_Exercise set_
**1.** In the interview excerpt on learning and development, which things does Pranav list as what an L&D team might roll out or launch?
**2.** According to the interview excerpt on learning and development, what percentage of employees does Sujit say don't have their own learning paths?
**3.** Reproduce the part of the interview excerpt on learning and development that opens with the words containing "Pranav -Understood and" and closes with "should work on.".

_Document excerpt_
※ ※ ※

You all know the story of Blackberry versus an iPhone, right? Or what happened to Kodak. If you only focus on business and we don't on the skill improvement in today's world and I guess that's a big onus on the Learning and Development teams.
If you talk to a chief learning officer, and if he is just going with, what business is saying, that is good for two years, three years, five years, but he needs to keep on challenging, Hey, while we are in this business, see the competitive analysis, they are doing different things. That people are getting equipped with different skills. We also need to invest in that. And then I guess that's where the value and chief learning office or VP, L&D can get on the table for the business saying that we need to invest in the skills because today, if you don't invest, you may get outdated down the line. It's not only about today's revenue. What business is focusing on, you also need to be a little bit futuristic.
Pranav -Understood and do you think that once we identify where the organization should be in terms of skills, how do we get the employee buy-in because they might, so just to give you like a very, very crisp example for this, maybe the Learning and Development team identifies that there is a skill X that needs to be developed so that the organization can meet its goal, so that the organization can actually, transform to where it wants to be and so on and so forth.
But maybe the employees want, to develop skill Y, so there is a difference between X and Y, how do we actually bridge that gap? How do we actually convince the employees? that no this is also what you need or what you should work on.
Sujit -One thing I'm happy, at least an employer is ready to go for a skill Y instead of skill X because they're ready. Many organizations, when I talk to the chief learning officer, they say the employees many times don't want to learn. They're, into their comfort zone. And getting them out of their comfort zone is very difficult. As a company is in its comfort zone. Sometimes the employees are also in a comfort zone.
I would say there are only two things where people do change. One is greed and the second is fear. Greed can be more salary, If you can attach some of your learning towards the salary increments, it's really going to impact. And second is fear, fear of being getting outdated. If an employee gets that fear and he knows I'm going to get outdated, if I don't learn, then he is going to listen to you. And he is going to be on the learning path, what you recommend or what you suggest. If he has a learning path and is available with him, great, I would say, at least he has taken that initiative, but now 80% of the employees you'll find they don't have their own learning paths. So you have to create for them. How do you make them follow that learning path? So, as I said, either fear or second is greed. Only these two things.
Pranav - You bring up a very interesting point Sujit because the Learning and Development community, they do have this concern that, initially when we roll out, let's say an upskilling program, or maybe we launch a new portal or an LMS or whatever that is, there's a lot of enthusiasm. And that enthusiasm continues for maybe 7, 10 or 15 days after which it kind of fizzles out and the participation actually starts reducing. And then it obviously then reflects poorly on the performance of the L&D team, you know, themselves, even though they have done everything in their power to bring together great quality content and like, you know, put together an exciting learning path and have the best LMS that they can, but still the participation is fading.

※ ※ ※

_Dataset records_
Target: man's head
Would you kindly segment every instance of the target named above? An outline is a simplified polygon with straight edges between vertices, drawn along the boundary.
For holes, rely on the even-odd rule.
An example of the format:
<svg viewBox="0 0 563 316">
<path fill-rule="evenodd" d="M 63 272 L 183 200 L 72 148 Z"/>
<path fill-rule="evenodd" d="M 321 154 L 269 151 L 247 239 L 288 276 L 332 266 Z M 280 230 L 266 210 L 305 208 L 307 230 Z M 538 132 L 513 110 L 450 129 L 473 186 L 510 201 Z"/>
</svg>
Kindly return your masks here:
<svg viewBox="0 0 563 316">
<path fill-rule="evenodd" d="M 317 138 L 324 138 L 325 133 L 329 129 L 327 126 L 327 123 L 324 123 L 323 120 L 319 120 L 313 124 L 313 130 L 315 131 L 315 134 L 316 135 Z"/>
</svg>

※ ※ ※

_Answers_
**1.** An upskilling program, a new portal, and an LMS.

**2.** 80% of the employees.

**3.**
Pranav -Understood and do you think that once we identify where the organization should be in terms of skills, how do we get the employee buy-in because they might, so just to give you like a very, very crisp example for this, maybe the Learning and Development team identifies that there is a skill X that needs to be developed so that the organization can meet its goal, so that the organization can actually, transform to where it wants to be and so on and so forth.
But maybe the employees want, to develop skill Y, so there is a difference between X and Y, how do we actually bridge that gap? How do we actually convince the employees? that no this is also what you need or what you should work on.